(Material shown):
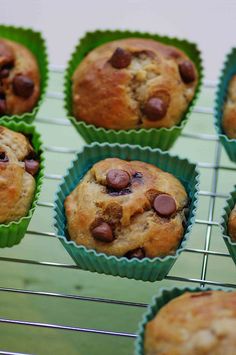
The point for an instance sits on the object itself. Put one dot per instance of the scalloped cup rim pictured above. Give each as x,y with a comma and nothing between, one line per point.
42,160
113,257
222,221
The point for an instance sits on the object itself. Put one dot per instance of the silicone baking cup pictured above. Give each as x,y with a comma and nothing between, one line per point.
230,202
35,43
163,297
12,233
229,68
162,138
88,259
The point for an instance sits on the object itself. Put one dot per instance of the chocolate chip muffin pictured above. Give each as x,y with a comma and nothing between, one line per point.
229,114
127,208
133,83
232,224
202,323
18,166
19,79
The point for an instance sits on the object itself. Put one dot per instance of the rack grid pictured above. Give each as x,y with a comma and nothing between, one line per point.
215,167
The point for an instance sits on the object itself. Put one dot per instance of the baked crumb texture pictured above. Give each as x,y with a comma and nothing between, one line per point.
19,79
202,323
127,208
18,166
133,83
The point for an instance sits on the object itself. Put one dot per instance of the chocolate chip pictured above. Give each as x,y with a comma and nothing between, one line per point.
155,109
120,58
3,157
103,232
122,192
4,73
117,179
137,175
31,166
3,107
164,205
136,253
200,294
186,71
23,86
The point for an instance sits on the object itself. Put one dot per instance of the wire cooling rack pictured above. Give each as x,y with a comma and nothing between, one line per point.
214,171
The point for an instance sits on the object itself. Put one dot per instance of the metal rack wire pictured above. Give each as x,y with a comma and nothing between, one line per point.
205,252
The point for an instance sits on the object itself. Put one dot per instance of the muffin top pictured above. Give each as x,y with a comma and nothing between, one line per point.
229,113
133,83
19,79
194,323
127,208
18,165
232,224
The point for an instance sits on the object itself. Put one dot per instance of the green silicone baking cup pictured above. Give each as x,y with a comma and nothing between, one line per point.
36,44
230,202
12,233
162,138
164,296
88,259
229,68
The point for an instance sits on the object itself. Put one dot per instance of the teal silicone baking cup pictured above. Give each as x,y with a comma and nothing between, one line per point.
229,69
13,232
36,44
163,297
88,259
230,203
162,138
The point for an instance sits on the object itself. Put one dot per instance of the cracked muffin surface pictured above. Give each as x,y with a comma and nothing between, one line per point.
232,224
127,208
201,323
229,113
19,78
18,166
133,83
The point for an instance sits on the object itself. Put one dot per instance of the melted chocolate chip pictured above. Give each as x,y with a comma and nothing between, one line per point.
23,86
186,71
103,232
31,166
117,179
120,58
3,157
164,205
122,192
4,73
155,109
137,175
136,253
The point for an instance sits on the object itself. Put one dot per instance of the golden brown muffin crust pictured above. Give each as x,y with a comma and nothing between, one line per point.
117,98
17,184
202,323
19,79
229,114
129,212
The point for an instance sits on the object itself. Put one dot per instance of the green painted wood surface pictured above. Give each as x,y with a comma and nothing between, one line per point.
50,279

(Exercise details):
Leaving out all pictures, transcribe the listing exactly.

(Task solution):
The point for an instance sits on the object itself. Put one dot per instance of the scalloped cup rim pictured above. Give each as x,y with a comma and nothing between, one line per point.
42,160
113,257
222,221
The point for an instance sits on the object itself. Put one dot per instance of the silicone baking cup pictured above. Give each as x,y with a comma and nothing between, one line per point.
230,202
35,43
163,297
12,233
229,68
162,138
88,259
The point for an instance sits on the object itself. Put one dot per instance of the chocolate chip muffin pictured above. Give each as x,y with a comma and nothing between, one line per point.
229,114
127,208
133,83
232,224
202,323
18,166
19,79
The point for an instance sits on the object itself. Put one dot per instance of the rack grid pictured above. Give each as x,y with a comma and nothing between, one line per point.
215,167
The point for an instance sits on the object itself. Put one dot per instance of the baked crumb texture pictured above. Give each as x,y with a comma and nothing between, one line per point.
19,79
202,323
127,208
18,166
133,83
The point for an instance sits on the object itself. Put one dot per instance of the chocolate chip pictured above. Give each as x,y with a comma and nothing between, one line per point.
155,109
120,58
3,157
103,232
122,192
4,73
117,179
137,175
31,166
3,107
164,205
136,253
200,294
186,71
23,86
The point for an instance sits on the object itself. Put one dot per instance of the wire cooling rack pictured above. Give each as x,y with a comma and nothing between, one line per point.
214,171
The point for an instance sits on the object itself. Put one dot per instance of the metal rack wire pictured above. Give each as x,y with a comma and nothing between, one line per point.
205,252
The point for an instance sits on the object itself. Put one dot per instance of the muffin top pictured above. Give each as x,y with a comma and nothing between, one line per point.
229,113
133,83
19,79
194,323
127,208
18,165
232,224
The point for an instance sits on the object itself. Put one dot per instance of the green silicone baking cup pictured above. Give each as x,y with a comma and nothing between, one line per point.
36,44
230,202
12,233
162,138
164,296
88,259
229,68
The point for an instance sits on the object itself. Put one dot per instance of the teal silicone baking cup pictured above. Give each as x,y with a comma and nothing between, one line per point.
229,69
13,232
36,44
163,297
88,259
230,203
162,138
The point for an instance sits on the object itself. Put one dot per instance of the cracked muffin surface pictured above. Give each as x,y with a comma and nothing between, one line per point.
232,224
127,208
201,323
229,113
19,78
18,166
133,83
The point for an instance sits on the object itself. Put one dot per instance of the melted chocolate chip pictured above. Give each as x,y with a comma and nothing between, one line per point.
23,86
186,71
103,232
31,166
117,179
120,58
3,157
164,205
122,192
4,73
155,109
137,175
136,253
The point for an instance sits on the object itself. Put one dot per instance of the golden brown muffin crust pictured above. Give each as x,y with a comma and nothing between, one line per point.
117,98
17,184
202,323
19,79
229,114
129,212
The point for an instance sits on the object itself. Put one dot per instance of the green painted wood surface pictured above. Give each as x,y with a comma and nothing between, one line per point.
50,279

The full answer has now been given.